# [SET TASK A]
Retype the slides on asking good questions between "Developing as a" and "we ask good questions?", inclusive.
# [SET TASK B]
How would you say "You will get an answer faster" from the slides on asking good questions in French?
# [SET TASK C]
What do the slides on asking good questions cover, in two sentences?

# [EXCERPTED TEXT]
--------

Asking Good (Technical) Questions

on Stack Overflow

Presented by Oded Coster
@OdedCoster




Developing as a Developer
Stack Overflow meetup
June 16th 2015

Who am I?

  • Early user of Stack Overflow (August 2008)
  • Developer on the Stack Exchange Q&A team

Overview

  • Why should we ask good questions?
  • How do we ask such questions?
  • Stack Overflow specific advice

Why ask good questions?

Someone might have the answer

Why ask good questions?

It can clarify the problem to yourself

AKA Rubber duck debugging

image from http://en.wikipedia.org/wiki/File:Rubber_duck_assisting_with_debugging.jpg

Why ask good questions?

  • You will get an answer faster

    One that actually solves your need

  • Answers will be better and more relevant
  • Make good example to others

So... how do I do it?

--------

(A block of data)
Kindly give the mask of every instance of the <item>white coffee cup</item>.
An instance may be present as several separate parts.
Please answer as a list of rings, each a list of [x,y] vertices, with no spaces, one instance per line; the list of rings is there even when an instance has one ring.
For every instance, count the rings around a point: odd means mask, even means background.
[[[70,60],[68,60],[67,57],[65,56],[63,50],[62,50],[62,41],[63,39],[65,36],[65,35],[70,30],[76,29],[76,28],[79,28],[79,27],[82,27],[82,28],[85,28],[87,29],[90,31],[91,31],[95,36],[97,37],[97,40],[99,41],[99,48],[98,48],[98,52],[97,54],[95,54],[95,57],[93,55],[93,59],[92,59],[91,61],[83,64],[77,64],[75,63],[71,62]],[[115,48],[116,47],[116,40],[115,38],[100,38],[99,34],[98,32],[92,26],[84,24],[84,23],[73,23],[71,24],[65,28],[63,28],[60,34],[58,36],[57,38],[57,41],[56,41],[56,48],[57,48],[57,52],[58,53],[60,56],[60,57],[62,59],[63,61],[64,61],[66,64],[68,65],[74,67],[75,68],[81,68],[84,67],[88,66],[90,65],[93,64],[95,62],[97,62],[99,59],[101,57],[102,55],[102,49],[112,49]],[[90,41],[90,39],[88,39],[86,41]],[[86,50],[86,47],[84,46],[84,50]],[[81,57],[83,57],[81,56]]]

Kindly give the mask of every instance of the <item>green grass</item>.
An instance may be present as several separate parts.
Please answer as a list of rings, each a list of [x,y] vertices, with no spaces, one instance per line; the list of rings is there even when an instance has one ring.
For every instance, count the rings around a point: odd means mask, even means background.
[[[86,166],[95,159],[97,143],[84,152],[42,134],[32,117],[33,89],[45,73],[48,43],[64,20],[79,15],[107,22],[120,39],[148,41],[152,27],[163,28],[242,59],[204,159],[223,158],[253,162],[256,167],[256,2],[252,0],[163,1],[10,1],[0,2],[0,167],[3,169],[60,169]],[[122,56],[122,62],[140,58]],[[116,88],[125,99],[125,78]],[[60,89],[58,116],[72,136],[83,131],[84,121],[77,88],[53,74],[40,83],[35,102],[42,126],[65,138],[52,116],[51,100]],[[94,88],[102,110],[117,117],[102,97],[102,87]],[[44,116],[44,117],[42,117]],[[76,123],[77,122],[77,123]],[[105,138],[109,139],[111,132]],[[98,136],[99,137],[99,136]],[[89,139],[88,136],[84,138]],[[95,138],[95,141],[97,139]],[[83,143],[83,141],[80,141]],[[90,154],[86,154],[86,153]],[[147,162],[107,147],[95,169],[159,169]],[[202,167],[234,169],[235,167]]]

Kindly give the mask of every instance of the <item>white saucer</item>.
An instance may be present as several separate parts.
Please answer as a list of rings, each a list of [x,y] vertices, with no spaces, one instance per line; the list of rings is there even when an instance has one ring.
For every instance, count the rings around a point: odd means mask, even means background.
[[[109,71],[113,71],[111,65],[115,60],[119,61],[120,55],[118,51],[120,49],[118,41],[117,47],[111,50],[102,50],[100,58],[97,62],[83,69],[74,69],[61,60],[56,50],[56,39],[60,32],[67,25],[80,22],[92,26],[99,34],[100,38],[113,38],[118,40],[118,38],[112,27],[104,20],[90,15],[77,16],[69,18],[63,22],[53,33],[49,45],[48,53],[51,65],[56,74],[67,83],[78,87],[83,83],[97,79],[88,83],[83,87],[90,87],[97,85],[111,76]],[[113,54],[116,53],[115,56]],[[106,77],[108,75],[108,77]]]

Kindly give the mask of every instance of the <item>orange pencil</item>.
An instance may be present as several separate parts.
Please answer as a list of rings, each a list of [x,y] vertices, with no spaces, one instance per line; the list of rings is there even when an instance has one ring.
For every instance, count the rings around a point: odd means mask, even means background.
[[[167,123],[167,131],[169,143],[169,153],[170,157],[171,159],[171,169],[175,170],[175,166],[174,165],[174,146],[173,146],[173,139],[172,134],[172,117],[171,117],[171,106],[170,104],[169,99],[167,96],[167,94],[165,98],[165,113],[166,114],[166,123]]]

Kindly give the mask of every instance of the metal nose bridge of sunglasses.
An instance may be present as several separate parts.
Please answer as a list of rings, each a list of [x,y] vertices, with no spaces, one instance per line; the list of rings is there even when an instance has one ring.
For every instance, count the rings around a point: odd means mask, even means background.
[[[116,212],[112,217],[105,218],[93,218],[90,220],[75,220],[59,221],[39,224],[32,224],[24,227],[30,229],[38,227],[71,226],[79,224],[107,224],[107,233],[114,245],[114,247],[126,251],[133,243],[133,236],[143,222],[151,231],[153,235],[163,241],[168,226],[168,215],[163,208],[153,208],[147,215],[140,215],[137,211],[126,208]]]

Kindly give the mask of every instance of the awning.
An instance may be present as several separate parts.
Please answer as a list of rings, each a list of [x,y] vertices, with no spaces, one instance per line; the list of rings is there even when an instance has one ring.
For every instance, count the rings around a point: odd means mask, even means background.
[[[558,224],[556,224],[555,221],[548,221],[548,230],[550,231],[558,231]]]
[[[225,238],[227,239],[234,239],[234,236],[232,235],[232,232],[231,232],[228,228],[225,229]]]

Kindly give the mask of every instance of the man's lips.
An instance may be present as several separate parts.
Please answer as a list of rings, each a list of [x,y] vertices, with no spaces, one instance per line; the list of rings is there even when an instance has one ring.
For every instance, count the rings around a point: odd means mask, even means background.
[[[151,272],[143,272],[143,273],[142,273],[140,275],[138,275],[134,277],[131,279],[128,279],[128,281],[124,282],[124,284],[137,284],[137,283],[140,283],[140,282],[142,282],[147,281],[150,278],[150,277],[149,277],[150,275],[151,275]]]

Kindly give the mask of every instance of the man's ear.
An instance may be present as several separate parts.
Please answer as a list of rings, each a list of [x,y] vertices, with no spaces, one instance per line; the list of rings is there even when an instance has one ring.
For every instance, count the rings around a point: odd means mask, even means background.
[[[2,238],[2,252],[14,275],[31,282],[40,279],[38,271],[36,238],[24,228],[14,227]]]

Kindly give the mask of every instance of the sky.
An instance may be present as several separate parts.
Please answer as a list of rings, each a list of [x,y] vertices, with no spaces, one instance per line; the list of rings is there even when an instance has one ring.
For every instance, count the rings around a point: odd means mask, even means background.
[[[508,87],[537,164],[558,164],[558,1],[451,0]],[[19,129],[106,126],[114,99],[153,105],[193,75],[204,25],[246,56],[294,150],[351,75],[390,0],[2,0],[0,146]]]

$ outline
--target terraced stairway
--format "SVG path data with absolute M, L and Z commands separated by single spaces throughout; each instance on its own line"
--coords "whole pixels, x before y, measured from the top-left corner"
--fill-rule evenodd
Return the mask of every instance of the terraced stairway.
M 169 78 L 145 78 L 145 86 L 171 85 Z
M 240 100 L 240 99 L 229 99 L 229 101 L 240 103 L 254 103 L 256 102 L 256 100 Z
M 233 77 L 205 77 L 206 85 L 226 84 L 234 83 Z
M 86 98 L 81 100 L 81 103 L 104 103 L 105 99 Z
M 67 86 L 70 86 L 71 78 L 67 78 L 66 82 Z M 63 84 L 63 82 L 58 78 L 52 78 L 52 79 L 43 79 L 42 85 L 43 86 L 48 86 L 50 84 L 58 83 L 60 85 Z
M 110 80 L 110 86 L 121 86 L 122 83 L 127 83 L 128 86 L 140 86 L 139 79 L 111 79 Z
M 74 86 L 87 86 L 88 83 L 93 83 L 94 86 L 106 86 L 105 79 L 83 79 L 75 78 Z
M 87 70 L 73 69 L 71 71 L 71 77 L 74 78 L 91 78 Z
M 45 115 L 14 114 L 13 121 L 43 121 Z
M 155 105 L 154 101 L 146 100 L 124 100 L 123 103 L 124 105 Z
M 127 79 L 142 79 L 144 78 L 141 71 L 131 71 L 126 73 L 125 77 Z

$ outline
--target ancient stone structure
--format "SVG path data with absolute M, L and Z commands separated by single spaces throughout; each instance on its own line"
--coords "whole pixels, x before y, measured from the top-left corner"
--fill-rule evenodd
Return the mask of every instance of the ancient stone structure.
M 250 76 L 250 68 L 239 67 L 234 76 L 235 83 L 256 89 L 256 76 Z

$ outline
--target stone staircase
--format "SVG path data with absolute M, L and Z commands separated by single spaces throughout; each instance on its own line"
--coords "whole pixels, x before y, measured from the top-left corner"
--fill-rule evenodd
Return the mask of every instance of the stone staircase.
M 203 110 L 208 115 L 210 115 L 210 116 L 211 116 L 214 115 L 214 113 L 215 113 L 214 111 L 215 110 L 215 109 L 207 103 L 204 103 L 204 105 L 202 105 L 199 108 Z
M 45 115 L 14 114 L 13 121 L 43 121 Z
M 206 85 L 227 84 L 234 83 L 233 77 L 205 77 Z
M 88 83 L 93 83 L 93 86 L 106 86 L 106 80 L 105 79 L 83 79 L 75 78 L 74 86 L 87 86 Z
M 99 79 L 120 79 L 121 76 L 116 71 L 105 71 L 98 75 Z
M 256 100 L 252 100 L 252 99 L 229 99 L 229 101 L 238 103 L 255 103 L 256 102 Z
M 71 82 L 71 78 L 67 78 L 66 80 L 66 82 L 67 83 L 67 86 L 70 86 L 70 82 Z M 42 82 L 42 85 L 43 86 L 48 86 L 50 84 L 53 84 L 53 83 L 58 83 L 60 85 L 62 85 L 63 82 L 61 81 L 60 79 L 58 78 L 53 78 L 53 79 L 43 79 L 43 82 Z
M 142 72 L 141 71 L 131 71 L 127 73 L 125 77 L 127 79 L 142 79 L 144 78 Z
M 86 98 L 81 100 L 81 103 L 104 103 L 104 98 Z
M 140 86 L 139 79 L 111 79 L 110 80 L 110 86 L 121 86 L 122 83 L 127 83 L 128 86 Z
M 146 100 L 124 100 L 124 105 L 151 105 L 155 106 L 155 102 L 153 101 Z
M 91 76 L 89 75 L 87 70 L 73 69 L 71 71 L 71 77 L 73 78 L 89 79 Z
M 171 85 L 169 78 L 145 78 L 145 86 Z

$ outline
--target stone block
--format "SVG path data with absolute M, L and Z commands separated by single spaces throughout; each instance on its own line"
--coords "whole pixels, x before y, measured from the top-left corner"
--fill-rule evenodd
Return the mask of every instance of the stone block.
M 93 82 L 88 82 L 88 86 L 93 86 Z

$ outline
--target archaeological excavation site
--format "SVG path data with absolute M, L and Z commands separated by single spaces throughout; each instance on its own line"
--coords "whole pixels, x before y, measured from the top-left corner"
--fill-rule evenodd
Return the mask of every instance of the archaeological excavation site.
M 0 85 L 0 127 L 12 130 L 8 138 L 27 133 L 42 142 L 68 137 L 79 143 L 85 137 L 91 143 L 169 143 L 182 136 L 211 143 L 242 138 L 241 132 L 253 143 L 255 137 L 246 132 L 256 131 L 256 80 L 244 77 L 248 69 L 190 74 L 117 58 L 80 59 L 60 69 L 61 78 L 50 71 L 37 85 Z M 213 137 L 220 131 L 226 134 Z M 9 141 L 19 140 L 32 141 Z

--------

# [WRITTEN REPLY A]
Developing as a Developer
Stack Overflow meetup
June 16th 2015

Who am I?

  • Early user of Stack Overflow (August 2008)
  • Developer on the Stack Exchange Q&A team

Overview

  • Why should we ask good questions?

# [WRITTEN REPLY B]
Vous obtiendrez une réponse plus rapidement.

# [WRITTEN REPLY C]
Presented by Oded Coster at a Stack Overflow meetup on June 16th 2015, the slides cover why we should ask good questions, how to ask them, and advice specific to Stack Overflow. The reasons given are that someone might have the answer, that asking can clarify the problem to yourself, and that good questions bring faster, better and more relevant answers while making a good example to others.